▸ Lo que se pide
Responde según el texto sobre la rutina de Paty:
(a) ¿Cuántas horas diarias dedica Paty al gimnasio?
(b) ¿Con qué frecuencia asiste a terapia emocional?
(c) ¿Qué hace a veces antes de dormirse?

▸ Texto para leer
——————————

Lejos de ahí, vive Paty en un arbolado fraccionamiento cerrado al norte de la ciudad. Ella también se levanta temprano pero para ir al gimnasio, al que dedica cuatro horas diarias. No en balde tiene una figura de revista. Al salir de ahí se va al desayunito con sus amigas, desde donde llama a casa para preguntar a la cocinera el menú de la comida. No tengo necesidad de trabajar dice riendo, mi poderoso señor paga todo, aunque lo vea poco. A mediodía manda al chofer al colegio y mientras espera que le sirvan la comida se entretiene haciendo pedidos por internet, planeando viajes y subiendo fotos a las redes. Después de la comida y la siesta, tres días a la semana asiste al masajista o a la “derma” para sus tratamientos de cara y cuerpo. Una vez a la semana, confiesa, asiste a terapia emocional, pues siente como que algo le falta. Pero en la noche, se sube a su camioneta europea, se va a cenar con sus amigas y regresa justo para tomar su pastilla. Antes de dormirse, a veces llora sin saber muy bien por qué.

——————————

▸ Material proporcionado
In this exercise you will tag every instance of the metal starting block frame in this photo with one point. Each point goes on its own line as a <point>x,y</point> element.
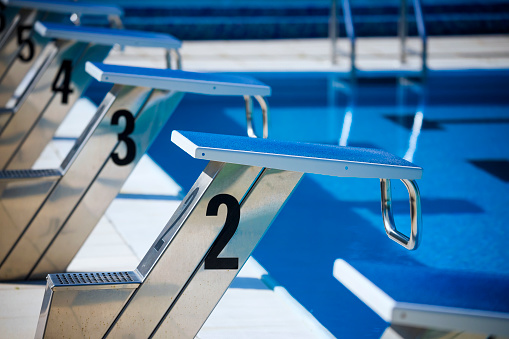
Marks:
<point>428,302</point>
<point>56,82</point>
<point>46,215</point>
<point>20,48</point>
<point>207,240</point>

——————————

▸ La respuesta
(a) Cuatro horas.
(b) Una vez a la semana.
(c) Llora sin saber muy bien por qué.